■ Completa quanto segue:
1 – Riscrivi in forma di elenco il paragrafo del testo sulle sette che comincia con “Lo scorso giugno”, mantenendone i fatti principali.
2 – Nel testo sulle sette compare l’espressione “il battesimo”. Spiega in una o due frasi a che cosa si riferisce.
3 – Estrai dal testo sulle sette il passo che va da “Lo scorso giugno, presso” fino a “pugliese Toni Occhiello.”, copiandolo senza alcuna modifica.

■ Testo da leggere:
:::

Al Senato si parla del problema delle Sette

Alfonso Coppola

Lo scorso giugno, presso la “Sala Caduti di Nassirya” del Senato, presenti il sottosegretario all’istruzione Angela D’Onghia, il senatore Piero Liuzzi e la dottoressa Lorita Tinelli, fondatrice del CeSAP (Centro Studi Abusi Psicologici), ha avuto luogo ufficialmente “il battesimo” dell’Associazione Italiana Vittima delle Sette (AIVS), promossa e guidata dal regista e sceneggiatore pugliese Toni Occhiello.

:::

■ Record salvati:

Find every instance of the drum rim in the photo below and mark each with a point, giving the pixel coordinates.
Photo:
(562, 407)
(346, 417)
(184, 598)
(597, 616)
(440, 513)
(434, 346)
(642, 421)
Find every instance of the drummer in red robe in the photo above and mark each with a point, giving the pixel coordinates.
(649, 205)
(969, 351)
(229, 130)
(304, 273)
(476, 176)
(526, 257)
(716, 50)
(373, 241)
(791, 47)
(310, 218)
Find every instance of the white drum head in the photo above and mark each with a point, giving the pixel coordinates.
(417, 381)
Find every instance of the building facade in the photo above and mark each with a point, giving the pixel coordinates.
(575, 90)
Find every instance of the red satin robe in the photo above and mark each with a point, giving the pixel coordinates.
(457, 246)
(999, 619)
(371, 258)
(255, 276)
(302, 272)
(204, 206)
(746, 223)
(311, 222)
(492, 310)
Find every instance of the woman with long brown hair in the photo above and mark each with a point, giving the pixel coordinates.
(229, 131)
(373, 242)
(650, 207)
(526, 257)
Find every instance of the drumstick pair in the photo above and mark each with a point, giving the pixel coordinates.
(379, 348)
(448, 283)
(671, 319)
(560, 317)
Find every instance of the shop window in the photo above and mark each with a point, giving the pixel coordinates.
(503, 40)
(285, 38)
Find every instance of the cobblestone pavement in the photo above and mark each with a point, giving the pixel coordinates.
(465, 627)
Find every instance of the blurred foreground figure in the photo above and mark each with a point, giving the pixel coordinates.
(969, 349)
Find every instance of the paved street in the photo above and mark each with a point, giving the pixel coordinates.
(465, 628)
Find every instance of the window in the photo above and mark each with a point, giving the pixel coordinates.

:::

■ Soluzioni degli esercizi:
1 –
- Quando: lo scorso giugno.
- Dove: nella “Sala Caduti di Nassirya” del Senato.
- Presenti: il sottosegretario all’istruzione Angela D’Onghia, il senatore Piero Liuzzi e la dottoressa Lorita Tinelli, fondatrice del CeSAP (Centro Studi Abusi Psicologici).
- Evento: il “battesimo” ufficiale dell’Associazione Italiana Vittima delle Sette (AIVS).
- Promotore e guida dell’associazione: il regista e sceneggiatore pugliese Toni Occhiello.

2 – Si riferisce alla nascita ufficiale dell’Associazione Italiana Vittima delle Sette (AIVS). L’evento si è svolto lo scorso giugno nella “Sala Caduti di Nassirya” del Senato.

3 –
Lo scorso giugno, presso la “Sala Caduti di Nassirya” del Senato, presenti il sottosegretario all’istruzione Angela D’Onghia, il senatore Piero Liuzzi e la dottoressa Lorita Tinelli, fondatrice del CeSAP (Centro Studi Abusi Psicologici), ha avuto luogo ufficialmente “il battesimo” dell’Associazione Italiana Vittima delle Sette (AIVS), promossa e guidata dal regista e sceneggiatore pugliese Toni Occhiello.